### УСЛОВИЕ ЗАДАНИЯ
Чем, согласно фрагменту о Микеланджело, художник часто подкреплялся?

### ПРИВЕДЁННЫЙ ТЕКСТ
[149]. К пище, например, он был безразличен, «питаясь скорее по необходимости, чем из любви к еде»[150], так что часто подкреплялся лишь куском хлеба и вином. Скромный ужин он порой съедал за работой и, жуя горбушку, делал наброски или работал кистью.
Но непритязательность Микеланджело была ничто по сравнению с тем, как он соблюдал личную гигиену, а точнее сказать – ее игнорировал. «По натуре он был столь неаккуратен и груб, – писал Паоло Джовио в биографии художника, – что в доме оказывался сущим неряхой, так что лишил человечество многих учеников, которые могли бы продолжить его дело»[151]. Можно не сомневаться, что Микеланджело верно следовал совету отца. «Не пытайся себя обелять, – поучал Лодовико сына. – Другие пусть трут тебя до блеска, но сам – никогда»[152]. Даже Кондиви пришлось признать, что у художника были отталкивающие привычки, судя по свидетельствам о том, как он «спал обыкновенно не раздеваясь, с гетрами на ногах, которые он всегда носил… Случалось, что он не снимал их довольно долго и потом сдирал вместе с кожей, как со змеи»[153]. Отталкивающее зрелище даже для той эпохи, когда люди переодевались и посещали публичные бани не чаще раза в неделю.
Еще более неприглядным было отношение Микеланджело к окружающим. Конечно, он был способен на дружбу и товарищество. Помощников привезли в Рим из Флоренции именно потому, что это были его давние друзья и знакомые и ему нравилось их общество. Но нередко общество ему мешало: по натуре он был меланхоликом-одиночкой. Кондиви признает, что еще в юности Микеланджело прослыл bizzarro e fantastico[154], потому что «почти совсем отказался от общения с людьми»[155]. Как вспоминает Вазари, его замкнутость была не столько свидетельством высокомерия или мизантропии, сколько необходимым условием для создания великих произведений искусства, ибо он считал необходимым, чтобы художник «избегал общества», полностью отдаваясь своему делу[156].

### ВЫДЕРЖКА ИЗ ЗАПИСЕЙ
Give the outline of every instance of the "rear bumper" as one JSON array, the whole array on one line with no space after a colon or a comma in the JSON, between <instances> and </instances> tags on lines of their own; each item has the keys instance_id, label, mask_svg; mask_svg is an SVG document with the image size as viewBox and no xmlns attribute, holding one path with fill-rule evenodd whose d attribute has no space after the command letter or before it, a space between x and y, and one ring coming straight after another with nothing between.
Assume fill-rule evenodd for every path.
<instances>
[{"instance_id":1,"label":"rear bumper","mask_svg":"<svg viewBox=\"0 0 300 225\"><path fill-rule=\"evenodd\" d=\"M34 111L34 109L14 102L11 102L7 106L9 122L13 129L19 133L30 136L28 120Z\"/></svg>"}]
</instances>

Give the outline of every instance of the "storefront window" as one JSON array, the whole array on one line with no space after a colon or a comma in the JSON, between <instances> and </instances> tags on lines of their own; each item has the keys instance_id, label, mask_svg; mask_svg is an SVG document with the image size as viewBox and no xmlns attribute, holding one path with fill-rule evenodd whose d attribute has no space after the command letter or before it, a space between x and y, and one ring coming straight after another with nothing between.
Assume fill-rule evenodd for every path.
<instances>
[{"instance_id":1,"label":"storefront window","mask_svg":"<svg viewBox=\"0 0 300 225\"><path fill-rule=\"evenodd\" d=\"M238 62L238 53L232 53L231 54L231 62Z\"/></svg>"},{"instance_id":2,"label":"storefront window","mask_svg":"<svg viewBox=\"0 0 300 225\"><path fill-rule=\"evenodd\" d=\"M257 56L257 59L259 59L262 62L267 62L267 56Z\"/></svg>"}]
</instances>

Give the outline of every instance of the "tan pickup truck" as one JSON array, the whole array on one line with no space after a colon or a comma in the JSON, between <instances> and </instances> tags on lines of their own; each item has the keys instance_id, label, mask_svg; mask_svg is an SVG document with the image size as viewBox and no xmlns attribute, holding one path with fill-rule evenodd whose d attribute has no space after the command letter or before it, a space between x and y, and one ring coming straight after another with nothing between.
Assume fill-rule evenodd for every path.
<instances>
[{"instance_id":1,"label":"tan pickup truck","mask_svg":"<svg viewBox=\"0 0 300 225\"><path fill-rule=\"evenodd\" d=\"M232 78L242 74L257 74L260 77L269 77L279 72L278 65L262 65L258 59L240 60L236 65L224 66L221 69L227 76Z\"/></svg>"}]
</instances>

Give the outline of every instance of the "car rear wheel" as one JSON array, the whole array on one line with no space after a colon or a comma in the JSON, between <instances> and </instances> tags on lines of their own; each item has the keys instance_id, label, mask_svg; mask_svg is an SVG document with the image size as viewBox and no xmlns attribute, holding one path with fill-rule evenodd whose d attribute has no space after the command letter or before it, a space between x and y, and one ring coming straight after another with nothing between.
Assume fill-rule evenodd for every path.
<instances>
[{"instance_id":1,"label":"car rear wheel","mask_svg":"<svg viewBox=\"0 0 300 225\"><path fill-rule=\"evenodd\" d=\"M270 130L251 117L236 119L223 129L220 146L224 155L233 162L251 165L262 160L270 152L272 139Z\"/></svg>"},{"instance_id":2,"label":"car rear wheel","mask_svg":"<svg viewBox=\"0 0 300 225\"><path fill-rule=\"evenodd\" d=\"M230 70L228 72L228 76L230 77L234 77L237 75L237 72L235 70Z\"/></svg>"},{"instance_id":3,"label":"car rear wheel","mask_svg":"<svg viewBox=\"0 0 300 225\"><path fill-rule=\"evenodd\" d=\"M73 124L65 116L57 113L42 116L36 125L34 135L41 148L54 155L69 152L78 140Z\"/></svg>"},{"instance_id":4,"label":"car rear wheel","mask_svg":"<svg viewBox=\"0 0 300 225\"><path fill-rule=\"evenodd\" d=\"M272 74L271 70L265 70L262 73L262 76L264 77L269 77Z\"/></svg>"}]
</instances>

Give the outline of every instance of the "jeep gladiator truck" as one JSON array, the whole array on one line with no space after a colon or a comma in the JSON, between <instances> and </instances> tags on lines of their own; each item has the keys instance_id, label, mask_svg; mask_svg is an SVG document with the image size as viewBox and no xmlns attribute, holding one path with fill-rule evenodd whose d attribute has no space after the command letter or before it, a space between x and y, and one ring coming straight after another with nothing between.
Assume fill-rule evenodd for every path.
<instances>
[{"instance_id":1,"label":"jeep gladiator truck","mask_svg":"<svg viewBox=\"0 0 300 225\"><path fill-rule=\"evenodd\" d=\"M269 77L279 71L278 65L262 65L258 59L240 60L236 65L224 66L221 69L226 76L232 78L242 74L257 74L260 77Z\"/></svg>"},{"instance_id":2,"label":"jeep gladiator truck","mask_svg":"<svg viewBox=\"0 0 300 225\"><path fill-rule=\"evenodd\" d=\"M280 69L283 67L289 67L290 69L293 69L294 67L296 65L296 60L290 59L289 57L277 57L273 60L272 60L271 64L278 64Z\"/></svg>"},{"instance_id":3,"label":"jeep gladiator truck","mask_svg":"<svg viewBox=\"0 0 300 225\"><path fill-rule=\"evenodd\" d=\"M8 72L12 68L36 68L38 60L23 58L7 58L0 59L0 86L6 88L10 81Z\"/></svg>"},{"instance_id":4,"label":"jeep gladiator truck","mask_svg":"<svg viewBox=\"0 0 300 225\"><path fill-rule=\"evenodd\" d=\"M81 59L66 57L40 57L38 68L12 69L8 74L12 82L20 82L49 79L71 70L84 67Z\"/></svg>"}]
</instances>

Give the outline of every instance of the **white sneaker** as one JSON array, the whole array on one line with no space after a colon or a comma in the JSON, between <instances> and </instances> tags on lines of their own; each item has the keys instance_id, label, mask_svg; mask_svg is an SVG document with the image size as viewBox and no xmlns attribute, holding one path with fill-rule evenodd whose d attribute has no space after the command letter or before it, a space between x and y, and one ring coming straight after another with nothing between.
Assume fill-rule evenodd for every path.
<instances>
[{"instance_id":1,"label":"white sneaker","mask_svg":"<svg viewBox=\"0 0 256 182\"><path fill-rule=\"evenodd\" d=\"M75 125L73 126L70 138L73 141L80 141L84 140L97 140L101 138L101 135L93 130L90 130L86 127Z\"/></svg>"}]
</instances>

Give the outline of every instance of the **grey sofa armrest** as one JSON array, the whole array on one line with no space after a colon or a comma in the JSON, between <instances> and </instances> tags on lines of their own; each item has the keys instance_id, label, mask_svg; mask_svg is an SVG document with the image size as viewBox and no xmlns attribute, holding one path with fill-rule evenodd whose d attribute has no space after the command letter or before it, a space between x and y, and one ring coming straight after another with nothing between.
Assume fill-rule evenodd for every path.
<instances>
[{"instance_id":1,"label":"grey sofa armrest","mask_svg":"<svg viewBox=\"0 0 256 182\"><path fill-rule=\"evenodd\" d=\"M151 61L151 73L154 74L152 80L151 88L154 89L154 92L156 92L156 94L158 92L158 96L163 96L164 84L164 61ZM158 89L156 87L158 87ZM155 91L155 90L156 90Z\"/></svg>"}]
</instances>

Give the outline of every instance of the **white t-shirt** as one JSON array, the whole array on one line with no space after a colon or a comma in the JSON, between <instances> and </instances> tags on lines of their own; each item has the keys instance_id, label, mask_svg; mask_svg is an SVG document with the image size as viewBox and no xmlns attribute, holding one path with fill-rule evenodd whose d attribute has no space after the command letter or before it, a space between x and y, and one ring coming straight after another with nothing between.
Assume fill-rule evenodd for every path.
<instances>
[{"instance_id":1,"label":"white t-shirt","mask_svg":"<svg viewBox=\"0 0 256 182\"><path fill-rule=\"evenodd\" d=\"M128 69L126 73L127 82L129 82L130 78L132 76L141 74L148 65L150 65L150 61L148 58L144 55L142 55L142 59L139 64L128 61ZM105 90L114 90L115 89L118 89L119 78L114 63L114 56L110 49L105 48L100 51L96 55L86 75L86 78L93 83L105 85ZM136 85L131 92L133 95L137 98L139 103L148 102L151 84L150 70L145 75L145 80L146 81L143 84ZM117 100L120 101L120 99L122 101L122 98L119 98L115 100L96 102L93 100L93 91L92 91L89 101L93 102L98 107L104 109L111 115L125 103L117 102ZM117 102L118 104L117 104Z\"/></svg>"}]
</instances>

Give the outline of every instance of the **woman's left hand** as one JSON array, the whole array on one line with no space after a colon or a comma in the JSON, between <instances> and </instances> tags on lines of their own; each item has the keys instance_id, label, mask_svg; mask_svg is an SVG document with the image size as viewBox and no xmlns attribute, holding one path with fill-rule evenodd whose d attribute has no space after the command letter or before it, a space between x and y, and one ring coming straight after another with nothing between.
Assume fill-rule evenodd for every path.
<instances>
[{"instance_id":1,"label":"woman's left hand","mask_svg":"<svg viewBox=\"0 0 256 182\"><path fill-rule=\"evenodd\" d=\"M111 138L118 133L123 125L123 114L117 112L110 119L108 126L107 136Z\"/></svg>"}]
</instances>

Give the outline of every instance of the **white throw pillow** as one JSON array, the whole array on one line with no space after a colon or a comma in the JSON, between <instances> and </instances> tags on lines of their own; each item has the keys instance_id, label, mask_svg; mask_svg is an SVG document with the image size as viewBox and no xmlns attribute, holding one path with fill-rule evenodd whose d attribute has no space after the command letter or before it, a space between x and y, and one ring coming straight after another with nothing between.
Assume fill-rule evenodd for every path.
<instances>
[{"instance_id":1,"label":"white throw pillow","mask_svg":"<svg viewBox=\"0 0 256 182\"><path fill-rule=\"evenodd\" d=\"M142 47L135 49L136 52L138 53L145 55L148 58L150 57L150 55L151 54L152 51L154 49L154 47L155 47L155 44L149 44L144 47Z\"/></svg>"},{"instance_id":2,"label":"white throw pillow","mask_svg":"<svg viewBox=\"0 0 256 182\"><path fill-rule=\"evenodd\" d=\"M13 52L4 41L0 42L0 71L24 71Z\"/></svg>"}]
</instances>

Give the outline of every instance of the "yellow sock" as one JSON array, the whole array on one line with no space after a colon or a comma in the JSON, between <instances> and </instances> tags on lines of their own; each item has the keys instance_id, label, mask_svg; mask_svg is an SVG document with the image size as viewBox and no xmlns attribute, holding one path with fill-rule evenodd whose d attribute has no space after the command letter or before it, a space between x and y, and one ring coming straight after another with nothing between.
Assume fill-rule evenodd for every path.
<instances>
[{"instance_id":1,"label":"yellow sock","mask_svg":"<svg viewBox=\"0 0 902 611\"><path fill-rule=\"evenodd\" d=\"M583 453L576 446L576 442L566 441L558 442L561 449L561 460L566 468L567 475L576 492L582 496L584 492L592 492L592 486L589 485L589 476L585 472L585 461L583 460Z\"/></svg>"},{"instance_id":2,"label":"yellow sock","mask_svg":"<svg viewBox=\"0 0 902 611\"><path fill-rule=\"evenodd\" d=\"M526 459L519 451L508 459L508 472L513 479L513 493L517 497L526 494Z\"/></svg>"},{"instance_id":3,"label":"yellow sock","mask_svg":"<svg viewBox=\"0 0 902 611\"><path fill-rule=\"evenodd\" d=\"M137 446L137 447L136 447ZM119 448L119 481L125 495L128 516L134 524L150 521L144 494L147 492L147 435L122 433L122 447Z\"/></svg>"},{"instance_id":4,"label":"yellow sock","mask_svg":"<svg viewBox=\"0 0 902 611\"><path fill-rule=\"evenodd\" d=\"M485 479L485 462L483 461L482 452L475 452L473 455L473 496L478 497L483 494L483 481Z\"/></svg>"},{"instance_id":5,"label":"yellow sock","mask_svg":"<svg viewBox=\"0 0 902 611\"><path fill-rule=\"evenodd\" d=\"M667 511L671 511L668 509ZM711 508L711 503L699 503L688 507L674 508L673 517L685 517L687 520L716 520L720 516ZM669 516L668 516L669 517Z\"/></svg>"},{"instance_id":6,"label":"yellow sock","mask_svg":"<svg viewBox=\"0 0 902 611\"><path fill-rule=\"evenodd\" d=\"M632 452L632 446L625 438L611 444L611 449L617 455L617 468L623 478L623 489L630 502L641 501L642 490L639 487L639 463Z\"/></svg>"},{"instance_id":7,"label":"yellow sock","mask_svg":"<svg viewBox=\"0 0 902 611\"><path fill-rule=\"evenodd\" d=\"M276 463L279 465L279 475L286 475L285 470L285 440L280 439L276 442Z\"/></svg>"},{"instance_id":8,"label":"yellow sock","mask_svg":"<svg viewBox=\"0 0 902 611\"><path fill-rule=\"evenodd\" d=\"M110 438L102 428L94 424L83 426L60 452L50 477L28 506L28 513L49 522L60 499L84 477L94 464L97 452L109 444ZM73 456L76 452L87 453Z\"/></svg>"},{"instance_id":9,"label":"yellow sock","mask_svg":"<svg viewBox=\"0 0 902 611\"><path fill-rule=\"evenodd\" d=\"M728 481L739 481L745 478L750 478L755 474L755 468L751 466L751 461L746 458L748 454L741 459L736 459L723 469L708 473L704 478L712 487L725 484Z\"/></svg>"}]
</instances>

### РЕЗУЛЬТАТ
Лишь куском хлеба и вином.